# Problem A
Answer these questions from the article on norms below:
(i) By 1993, how many years had the writer spent as an accident investigator?
(ii) How many people lost their lives in the 1989 Dryden accident?
(iii) How many monkeys were in the cage in the study described?
---------- Provided passage
Because as a professional you must stand up for what you know is right...

26 Jul 11:37 | Comments (0)

Shutterstock 245608111

Norms – Unwritten rules that are dictated and followed by the majority of a group

Submitted by Gordon Dupont

With permission from D.O.M. Director of Maintenance magazine

While Norms is #12 on the Dirty Dozen list, that is not necessarily its order of importance. 

But first I’d like to explain how the Dirty Dozen came to be. By 1993 I had been an accident investigator for seven excellent learning years. However, the Safety investigation work, while interesting, was also very reactive. First, you, the maintenance person, made a human error and the pilot, with perhaps others, had to die so I could investigate as to why and determine means to prevent it from reoccurring. 

After many years I began to realize that all I had to do with some accidents was change the date, name, location, aircraft registration and I had the same accident. (Be aware that this is a strong oversimplification) Thus when the opportunity came to “jump ship” in order to develop a CRM (Crew Resource Management) for maintenance as a result of the 1989 Dryden accident in which 24 people lost their lives, I took it. 

I started with a clean slate and an Industry Advisory Committee that included the FAA and Canadian military. The Canadian military kept records of their maintenance error accidents and provided a box with 1,000s of errors on folded, holes on the side, paper, that was over a foot high. By reading each of these over many months, I developed the 12 contributing factors that are now known as the “Dirty Dozen.” They are the basis of the Human Performance in Maintenance workshop and the posters were developed to help maintain the awareness that the training provided. 

Norms is short for normal, as in the normal way we do things around here. They are all around us and are not necessarily bad. A norm is like a habit with the only difference being: a habit is done by one person, while a norm is done by a group of people. 

If we look at habits, it will help us understand norms. 

Habits are things that we have learned to do without thinking: (With the conscience mind at least) The habit gets easier each time we do it until you can do the task without even thinking about what you are doing. 

Norms are the same, as after a while you don’t even think about just how Safe or legal the way you are doing a task is. 

Habits usually enable us to do a task quicker. Norms are usually done for the very same reason. 

Habits are easy to develop but hard to change. The same can be said for a norm unless it causes an accident. 

An interesting study was done with five monkeys in a cage. In the middle of the cage was a ladder with bananas on the top. 

Each time a monkey started to go up the ladder the others were soaked with cold water. After a while the wet monkeys would beat up anyone who tried to climb the ladder. In time, no one dared or tried to climb up the ladder. 

The scientist then substituted a new monkey who tried to climb the ladder with the resulting beating occurring. Soon he knew not to climb the ladder, but not the original reason why (water soaking). The remaining four original monkeys were substituted one at a time with new monkeys with the same result. The new monkeys would participate in the beatings, What was left was a group of five monkeys that, even though they had never received a cold shower, continued to beat up any monkey who attempted to climb the ladder.
--------------------
---------- Data under study
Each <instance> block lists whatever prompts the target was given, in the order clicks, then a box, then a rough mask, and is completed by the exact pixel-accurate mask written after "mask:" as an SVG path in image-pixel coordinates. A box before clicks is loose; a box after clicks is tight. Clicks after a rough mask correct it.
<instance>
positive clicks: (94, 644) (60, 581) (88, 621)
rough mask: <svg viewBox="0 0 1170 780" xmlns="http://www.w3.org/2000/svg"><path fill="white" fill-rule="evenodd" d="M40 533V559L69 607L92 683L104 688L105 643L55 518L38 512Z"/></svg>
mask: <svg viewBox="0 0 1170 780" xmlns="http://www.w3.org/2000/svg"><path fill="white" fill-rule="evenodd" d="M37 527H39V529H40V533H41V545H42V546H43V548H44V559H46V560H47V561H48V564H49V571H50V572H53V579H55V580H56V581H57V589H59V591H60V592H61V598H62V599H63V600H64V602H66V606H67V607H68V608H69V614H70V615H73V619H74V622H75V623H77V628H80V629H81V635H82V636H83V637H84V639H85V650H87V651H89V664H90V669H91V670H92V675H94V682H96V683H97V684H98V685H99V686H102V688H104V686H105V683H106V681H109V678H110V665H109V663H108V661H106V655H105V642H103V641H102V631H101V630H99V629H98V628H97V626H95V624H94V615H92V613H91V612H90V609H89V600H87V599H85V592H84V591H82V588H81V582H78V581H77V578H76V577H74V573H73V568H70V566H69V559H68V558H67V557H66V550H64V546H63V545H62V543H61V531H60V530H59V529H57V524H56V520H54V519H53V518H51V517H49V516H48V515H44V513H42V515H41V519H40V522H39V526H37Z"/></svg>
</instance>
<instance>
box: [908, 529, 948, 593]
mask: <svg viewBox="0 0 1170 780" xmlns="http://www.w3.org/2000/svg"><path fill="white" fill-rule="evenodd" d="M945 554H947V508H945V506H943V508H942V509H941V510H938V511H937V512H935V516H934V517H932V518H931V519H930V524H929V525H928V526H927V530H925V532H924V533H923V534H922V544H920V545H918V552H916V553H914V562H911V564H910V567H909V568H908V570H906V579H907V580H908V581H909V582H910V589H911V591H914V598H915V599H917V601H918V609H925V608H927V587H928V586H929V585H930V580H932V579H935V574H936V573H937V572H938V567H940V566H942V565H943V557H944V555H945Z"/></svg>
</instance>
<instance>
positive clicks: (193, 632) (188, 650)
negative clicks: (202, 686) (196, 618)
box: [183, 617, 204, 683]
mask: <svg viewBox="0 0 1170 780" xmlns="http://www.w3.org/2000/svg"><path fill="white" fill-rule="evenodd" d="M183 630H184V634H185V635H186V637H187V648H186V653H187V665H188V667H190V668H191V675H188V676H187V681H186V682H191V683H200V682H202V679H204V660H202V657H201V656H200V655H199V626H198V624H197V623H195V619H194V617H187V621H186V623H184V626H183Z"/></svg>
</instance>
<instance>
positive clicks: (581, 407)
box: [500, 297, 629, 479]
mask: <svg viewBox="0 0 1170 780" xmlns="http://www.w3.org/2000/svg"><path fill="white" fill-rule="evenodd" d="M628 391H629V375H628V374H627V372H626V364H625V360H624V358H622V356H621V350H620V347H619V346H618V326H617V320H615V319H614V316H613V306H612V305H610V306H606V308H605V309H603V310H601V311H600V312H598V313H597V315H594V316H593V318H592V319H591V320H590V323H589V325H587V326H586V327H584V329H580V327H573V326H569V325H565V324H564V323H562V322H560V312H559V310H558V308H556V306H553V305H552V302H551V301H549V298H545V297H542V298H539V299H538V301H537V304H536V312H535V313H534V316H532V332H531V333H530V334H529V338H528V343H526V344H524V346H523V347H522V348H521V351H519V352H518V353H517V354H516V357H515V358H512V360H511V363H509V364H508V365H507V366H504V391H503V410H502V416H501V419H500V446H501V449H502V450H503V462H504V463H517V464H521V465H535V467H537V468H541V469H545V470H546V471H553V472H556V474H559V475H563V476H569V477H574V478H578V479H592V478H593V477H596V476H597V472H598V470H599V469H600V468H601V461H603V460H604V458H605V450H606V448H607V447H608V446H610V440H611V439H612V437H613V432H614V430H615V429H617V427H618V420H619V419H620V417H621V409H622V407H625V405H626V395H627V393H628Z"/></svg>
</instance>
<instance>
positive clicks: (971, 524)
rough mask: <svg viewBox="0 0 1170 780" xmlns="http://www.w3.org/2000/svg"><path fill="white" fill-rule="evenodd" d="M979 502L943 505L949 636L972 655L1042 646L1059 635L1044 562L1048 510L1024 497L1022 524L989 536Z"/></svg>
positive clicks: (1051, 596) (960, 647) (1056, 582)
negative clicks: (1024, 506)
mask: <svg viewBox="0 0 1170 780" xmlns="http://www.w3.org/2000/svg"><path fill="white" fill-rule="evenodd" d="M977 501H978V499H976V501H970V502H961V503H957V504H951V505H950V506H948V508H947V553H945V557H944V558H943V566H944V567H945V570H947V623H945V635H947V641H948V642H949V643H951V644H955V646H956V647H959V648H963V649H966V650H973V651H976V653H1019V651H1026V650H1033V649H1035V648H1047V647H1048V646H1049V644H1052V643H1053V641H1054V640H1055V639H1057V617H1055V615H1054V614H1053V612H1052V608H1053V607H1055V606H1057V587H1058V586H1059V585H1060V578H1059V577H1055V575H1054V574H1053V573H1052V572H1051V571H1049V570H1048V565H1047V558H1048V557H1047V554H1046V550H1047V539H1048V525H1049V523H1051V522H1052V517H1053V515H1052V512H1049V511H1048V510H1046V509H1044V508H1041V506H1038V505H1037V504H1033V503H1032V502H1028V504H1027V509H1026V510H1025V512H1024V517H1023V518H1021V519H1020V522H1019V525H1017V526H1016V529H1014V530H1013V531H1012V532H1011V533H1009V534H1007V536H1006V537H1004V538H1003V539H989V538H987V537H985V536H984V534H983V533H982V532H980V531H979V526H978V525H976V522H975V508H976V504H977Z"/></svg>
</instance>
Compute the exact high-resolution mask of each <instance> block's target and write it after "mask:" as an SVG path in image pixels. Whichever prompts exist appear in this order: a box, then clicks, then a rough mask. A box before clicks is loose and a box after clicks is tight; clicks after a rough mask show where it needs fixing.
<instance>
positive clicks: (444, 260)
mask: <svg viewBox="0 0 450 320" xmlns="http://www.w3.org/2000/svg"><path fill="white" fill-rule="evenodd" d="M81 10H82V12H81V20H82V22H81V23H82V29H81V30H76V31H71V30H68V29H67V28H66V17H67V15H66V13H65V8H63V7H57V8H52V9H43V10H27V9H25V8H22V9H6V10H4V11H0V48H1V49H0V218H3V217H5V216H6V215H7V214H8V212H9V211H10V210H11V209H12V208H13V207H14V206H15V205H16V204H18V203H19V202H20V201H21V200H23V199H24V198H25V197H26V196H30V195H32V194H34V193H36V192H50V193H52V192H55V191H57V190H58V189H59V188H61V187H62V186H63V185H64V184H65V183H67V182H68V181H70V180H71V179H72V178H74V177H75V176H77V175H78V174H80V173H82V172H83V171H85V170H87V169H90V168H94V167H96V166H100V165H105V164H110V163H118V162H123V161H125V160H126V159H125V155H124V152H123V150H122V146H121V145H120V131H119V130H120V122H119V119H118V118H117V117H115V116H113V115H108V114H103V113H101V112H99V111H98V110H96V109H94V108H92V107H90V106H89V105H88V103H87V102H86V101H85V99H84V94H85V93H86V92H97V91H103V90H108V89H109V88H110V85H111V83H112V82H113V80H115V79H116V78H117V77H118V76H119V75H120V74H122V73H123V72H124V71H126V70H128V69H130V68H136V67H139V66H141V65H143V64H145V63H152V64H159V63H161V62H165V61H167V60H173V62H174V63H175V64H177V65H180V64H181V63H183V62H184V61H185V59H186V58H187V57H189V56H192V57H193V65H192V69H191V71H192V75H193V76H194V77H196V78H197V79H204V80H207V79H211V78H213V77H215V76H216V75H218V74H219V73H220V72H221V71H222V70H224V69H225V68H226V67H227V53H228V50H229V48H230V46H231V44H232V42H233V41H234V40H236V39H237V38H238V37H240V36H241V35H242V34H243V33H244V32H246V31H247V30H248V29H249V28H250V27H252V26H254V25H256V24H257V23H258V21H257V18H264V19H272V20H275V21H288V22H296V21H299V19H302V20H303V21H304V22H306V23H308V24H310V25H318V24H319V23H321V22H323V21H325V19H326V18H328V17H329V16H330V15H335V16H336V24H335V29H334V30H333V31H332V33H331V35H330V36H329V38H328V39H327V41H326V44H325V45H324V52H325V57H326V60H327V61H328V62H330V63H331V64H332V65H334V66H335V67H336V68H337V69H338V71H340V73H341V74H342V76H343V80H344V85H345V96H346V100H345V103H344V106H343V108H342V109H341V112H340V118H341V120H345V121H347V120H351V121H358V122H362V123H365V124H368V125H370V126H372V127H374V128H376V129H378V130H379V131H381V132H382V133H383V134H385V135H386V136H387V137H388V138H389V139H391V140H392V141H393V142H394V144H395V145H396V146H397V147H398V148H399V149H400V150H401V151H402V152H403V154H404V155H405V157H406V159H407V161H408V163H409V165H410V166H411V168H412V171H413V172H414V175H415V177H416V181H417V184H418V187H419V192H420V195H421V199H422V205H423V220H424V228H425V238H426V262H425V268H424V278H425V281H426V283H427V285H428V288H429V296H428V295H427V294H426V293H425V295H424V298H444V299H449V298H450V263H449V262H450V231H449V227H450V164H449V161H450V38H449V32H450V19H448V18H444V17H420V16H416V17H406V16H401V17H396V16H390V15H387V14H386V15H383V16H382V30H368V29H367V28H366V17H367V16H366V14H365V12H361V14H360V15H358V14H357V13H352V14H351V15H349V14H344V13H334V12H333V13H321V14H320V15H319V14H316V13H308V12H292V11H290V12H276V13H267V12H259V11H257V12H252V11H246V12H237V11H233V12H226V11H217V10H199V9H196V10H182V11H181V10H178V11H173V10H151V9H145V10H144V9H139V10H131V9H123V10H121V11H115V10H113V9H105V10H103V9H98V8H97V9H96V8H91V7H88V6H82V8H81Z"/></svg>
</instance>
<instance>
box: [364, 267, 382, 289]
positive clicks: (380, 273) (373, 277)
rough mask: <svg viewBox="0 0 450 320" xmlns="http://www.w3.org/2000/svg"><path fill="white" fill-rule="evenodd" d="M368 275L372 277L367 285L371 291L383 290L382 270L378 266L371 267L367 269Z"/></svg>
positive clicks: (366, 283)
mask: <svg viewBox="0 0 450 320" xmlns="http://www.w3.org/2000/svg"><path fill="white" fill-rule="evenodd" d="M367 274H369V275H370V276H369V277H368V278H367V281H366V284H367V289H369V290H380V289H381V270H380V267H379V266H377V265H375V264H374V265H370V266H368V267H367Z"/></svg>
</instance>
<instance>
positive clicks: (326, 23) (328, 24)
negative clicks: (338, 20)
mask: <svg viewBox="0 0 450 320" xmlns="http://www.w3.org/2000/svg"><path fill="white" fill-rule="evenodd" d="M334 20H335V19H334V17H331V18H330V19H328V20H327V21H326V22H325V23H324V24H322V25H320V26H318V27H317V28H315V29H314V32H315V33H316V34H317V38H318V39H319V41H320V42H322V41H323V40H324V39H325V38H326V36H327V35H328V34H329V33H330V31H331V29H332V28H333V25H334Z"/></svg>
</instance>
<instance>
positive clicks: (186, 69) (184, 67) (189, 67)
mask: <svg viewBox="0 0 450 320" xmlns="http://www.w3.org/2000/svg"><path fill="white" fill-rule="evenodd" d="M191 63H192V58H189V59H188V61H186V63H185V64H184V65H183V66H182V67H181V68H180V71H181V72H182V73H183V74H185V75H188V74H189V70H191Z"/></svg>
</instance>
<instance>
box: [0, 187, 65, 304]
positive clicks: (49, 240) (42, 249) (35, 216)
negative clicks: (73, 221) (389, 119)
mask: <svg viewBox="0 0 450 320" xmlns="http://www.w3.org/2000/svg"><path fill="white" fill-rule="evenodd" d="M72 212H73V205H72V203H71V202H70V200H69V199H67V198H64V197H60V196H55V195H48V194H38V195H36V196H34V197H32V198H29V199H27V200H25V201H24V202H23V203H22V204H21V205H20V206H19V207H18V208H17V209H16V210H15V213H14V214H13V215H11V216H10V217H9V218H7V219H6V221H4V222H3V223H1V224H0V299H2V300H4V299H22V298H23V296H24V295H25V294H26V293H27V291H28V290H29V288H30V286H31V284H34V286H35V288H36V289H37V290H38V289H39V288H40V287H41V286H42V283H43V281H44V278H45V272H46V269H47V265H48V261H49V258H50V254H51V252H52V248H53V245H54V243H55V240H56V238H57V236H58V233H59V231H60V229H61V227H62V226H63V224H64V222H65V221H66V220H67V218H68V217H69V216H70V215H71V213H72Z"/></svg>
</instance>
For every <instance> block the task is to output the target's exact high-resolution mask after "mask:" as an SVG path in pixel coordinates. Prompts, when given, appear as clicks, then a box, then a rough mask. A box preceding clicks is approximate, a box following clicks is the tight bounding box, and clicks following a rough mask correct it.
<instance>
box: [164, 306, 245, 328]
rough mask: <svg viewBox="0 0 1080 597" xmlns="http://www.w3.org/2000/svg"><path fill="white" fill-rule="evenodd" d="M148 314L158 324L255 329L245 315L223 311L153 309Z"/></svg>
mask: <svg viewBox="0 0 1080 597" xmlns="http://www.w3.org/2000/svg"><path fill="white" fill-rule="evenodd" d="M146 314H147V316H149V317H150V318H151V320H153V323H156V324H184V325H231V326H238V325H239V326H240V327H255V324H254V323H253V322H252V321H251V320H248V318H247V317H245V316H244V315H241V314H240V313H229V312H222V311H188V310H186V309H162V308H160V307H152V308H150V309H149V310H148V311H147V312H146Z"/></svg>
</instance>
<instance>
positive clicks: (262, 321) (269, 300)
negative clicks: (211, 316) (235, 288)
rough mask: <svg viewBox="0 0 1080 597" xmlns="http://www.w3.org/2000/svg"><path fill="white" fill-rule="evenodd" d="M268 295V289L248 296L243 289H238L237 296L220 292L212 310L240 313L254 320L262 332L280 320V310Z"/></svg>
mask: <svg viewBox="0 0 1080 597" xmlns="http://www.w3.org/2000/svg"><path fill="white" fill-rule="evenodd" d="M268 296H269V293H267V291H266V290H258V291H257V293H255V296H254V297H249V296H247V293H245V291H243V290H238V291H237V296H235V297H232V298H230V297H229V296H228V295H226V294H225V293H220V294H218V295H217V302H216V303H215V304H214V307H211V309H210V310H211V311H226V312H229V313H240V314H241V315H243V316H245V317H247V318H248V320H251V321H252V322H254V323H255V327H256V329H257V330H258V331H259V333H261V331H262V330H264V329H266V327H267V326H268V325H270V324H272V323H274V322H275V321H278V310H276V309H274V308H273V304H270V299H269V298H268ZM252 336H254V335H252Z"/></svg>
--------------------
# Problem B
Update the stretch of the listing from its start through the line containing "533V559L69 607L92 683L104", replacing "rough mask" with "coarse mask" and leaving everything else unchanged. Return only those lines.

# Reply A
(i) Seven
(ii) 24
(iii) Five

# Reply B
Each <instance> block lists whatever prompts the target was given, in the order clicks, then a box, then a coarse mask, and is completed by the exact pixel-accurate mask written after "mask:" as an SVG path in image-pixel coordinates. A box before clicks is loose; a box after clicks is tight. Clicks after a coarse mask correct it.
<instance>
positive clicks: (94, 644) (60, 581) (88, 621)
coarse mask: <svg viewBox="0 0 1170 780" xmlns="http://www.w3.org/2000/svg"><path fill="white" fill-rule="evenodd" d="M40 533V559L69 607L92 683L104 688L105 643L55 518L38 512Z"/></svg>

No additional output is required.